WRITTEN INSTRUCTION.
Return only the lines starting at the line that contains "of the eroded" and ending with the final line of the listing; include both endpoints.

RECORDS SHOWN.
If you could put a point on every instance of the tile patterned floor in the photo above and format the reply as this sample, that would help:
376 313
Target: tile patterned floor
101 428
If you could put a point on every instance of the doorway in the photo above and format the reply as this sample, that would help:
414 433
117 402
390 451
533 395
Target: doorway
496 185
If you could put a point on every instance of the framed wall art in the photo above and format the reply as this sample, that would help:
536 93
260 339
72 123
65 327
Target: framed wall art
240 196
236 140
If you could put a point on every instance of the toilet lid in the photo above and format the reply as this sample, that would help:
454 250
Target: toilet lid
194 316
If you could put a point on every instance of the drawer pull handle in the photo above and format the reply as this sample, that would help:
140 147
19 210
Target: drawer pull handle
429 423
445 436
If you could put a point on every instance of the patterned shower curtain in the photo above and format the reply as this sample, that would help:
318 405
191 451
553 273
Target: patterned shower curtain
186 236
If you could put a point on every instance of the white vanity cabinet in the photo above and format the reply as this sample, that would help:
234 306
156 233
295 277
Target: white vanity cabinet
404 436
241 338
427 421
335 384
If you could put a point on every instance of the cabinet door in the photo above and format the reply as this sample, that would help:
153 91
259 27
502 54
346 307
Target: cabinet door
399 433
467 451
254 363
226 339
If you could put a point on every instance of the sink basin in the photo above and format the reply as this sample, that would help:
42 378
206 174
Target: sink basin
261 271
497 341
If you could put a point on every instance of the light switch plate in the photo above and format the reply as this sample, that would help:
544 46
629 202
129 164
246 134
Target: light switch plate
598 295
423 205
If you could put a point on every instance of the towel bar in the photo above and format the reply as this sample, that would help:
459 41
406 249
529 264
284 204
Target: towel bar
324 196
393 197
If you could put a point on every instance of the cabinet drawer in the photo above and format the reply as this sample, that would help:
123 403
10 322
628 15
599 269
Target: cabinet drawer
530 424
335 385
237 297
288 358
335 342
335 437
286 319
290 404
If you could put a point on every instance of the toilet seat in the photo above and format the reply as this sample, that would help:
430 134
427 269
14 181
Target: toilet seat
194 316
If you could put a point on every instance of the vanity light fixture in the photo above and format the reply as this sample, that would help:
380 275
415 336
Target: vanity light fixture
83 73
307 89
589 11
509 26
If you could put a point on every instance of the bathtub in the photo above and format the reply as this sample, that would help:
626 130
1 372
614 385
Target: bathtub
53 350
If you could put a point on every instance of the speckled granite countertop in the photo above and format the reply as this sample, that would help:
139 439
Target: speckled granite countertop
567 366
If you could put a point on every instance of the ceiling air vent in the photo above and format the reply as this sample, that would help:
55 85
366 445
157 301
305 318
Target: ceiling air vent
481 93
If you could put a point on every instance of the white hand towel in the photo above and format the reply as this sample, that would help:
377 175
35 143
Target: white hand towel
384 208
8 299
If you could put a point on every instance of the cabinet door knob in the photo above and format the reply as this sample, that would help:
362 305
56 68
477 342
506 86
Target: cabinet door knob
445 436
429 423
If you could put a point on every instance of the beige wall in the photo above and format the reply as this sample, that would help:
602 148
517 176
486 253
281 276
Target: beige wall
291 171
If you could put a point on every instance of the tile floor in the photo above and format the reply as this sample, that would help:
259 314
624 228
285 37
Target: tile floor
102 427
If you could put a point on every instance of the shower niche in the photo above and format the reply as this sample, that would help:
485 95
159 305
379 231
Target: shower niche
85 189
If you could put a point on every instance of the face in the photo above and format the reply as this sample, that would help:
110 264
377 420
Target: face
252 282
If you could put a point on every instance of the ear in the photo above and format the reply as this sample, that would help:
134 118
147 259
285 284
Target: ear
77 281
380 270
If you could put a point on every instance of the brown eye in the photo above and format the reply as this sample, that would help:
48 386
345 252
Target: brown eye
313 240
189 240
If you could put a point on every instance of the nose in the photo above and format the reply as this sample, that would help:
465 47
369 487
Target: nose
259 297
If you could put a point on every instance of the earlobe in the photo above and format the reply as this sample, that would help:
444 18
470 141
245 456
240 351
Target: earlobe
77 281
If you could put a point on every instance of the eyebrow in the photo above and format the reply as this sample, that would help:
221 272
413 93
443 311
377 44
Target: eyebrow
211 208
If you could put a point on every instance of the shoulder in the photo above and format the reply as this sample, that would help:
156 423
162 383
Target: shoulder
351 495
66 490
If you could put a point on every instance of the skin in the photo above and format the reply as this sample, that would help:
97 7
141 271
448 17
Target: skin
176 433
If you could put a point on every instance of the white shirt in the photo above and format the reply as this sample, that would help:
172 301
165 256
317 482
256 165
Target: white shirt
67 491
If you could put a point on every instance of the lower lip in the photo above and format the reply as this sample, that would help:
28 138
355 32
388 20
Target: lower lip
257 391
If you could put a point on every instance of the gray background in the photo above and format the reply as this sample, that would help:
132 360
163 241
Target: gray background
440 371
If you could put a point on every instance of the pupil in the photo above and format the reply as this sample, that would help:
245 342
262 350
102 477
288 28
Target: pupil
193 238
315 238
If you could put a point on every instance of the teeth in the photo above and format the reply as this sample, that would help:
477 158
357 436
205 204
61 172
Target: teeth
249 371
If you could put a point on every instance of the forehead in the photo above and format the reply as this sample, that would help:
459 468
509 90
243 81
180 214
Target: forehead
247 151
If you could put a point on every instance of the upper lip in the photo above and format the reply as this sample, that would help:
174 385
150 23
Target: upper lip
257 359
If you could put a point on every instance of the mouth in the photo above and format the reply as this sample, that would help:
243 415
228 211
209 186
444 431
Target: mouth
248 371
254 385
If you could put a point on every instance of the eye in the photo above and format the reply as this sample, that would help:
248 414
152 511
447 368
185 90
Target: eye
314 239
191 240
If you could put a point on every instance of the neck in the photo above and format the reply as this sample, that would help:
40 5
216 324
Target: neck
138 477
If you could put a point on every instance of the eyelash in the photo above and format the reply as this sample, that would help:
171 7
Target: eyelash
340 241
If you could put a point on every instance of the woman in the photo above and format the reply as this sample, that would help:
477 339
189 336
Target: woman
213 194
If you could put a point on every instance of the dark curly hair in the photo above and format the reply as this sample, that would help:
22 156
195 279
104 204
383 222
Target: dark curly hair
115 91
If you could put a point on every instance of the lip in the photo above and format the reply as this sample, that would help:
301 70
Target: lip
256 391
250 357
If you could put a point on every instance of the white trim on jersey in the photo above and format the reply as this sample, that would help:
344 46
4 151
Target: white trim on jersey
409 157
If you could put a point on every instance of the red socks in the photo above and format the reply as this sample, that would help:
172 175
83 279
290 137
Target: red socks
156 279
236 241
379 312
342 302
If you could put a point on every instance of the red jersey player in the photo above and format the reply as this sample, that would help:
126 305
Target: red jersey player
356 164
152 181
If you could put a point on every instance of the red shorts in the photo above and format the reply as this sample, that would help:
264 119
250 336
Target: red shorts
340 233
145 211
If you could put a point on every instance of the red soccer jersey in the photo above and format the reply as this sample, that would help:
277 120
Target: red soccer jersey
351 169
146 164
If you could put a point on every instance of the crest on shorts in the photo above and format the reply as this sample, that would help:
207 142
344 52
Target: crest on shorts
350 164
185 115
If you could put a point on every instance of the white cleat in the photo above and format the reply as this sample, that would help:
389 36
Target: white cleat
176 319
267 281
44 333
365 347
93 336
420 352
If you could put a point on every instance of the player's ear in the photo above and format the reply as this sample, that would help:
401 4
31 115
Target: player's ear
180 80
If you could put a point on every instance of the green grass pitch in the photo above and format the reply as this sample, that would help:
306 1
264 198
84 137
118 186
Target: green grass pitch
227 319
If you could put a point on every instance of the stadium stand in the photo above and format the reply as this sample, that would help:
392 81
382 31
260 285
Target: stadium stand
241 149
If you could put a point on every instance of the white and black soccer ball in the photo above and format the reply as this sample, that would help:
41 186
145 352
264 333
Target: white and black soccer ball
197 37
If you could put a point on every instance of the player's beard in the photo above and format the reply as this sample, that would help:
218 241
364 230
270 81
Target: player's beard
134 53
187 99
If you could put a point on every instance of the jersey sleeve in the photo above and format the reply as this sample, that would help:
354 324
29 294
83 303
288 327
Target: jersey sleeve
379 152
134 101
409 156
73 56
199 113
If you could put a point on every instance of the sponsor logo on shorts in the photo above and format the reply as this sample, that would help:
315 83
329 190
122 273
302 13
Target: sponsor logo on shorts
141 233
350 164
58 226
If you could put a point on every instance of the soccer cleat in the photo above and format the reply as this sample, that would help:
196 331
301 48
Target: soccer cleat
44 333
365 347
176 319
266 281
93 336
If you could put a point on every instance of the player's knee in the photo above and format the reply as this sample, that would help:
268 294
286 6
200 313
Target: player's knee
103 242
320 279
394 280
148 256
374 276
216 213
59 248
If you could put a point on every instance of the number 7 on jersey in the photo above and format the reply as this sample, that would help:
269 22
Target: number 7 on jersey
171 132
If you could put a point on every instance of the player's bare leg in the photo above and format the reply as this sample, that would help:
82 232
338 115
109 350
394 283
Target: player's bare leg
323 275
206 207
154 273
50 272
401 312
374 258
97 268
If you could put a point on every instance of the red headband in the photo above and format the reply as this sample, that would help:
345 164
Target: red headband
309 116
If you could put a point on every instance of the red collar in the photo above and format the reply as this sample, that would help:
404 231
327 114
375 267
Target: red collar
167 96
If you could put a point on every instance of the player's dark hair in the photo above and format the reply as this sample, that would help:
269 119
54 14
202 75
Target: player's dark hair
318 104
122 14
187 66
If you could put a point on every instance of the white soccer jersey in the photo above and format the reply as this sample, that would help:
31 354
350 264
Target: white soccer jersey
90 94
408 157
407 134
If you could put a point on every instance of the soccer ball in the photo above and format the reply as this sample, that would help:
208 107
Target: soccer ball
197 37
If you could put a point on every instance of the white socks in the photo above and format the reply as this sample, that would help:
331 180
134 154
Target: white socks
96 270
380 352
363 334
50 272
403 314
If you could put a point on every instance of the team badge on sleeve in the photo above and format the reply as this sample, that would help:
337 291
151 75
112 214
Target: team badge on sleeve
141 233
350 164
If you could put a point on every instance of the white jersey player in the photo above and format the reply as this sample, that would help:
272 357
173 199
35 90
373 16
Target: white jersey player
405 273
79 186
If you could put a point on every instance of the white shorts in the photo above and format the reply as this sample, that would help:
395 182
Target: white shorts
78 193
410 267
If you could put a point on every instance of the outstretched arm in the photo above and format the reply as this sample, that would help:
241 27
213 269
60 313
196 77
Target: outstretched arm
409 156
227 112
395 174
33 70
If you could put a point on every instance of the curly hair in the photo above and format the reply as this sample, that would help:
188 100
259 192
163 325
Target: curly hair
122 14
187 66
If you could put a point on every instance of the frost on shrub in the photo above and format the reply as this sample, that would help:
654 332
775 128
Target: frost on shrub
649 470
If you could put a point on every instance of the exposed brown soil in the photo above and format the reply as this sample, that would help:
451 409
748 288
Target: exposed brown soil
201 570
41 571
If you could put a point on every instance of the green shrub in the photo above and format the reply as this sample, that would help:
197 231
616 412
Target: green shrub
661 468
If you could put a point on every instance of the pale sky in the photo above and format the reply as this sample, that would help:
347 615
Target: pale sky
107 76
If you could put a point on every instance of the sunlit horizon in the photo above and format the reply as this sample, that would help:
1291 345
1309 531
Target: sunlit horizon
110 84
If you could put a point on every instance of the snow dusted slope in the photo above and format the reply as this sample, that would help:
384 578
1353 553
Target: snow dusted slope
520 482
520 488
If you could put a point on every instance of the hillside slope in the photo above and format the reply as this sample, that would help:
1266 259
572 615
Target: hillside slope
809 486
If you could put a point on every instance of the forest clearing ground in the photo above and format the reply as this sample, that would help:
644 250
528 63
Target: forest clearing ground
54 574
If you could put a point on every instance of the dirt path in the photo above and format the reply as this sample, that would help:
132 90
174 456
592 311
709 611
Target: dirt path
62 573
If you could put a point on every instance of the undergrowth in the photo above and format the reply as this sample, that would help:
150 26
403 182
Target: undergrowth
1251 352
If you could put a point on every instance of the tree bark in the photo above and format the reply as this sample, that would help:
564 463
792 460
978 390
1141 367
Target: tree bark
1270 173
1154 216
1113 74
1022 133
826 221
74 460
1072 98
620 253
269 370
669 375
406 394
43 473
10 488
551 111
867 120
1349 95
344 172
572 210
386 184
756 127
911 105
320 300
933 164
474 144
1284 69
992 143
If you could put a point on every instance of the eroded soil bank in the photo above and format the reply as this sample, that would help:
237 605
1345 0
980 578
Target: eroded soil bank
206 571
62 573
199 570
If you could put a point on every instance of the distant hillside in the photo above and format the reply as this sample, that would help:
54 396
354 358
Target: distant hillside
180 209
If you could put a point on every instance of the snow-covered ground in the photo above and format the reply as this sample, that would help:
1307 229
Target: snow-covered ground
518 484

RESPONSE TO THIS EXERCISE.
If you could put a point on every instance of the eroded soil bank in the photo above and format the reply as this sample, that would help:
237 605
1345 0
980 578
Target: eroded soil bank
206 571
62 573
199 570
If you could put a point on every instance of the distant hillside in the photo above and format the reply as this sample, that would help:
54 396
354 358
Target: distant hillside
180 209
If you could put a point on every instance of the snow-covered ground in the photo above and format the reply as this sample, that would help:
1307 229
Target: snow-covered ground
518 484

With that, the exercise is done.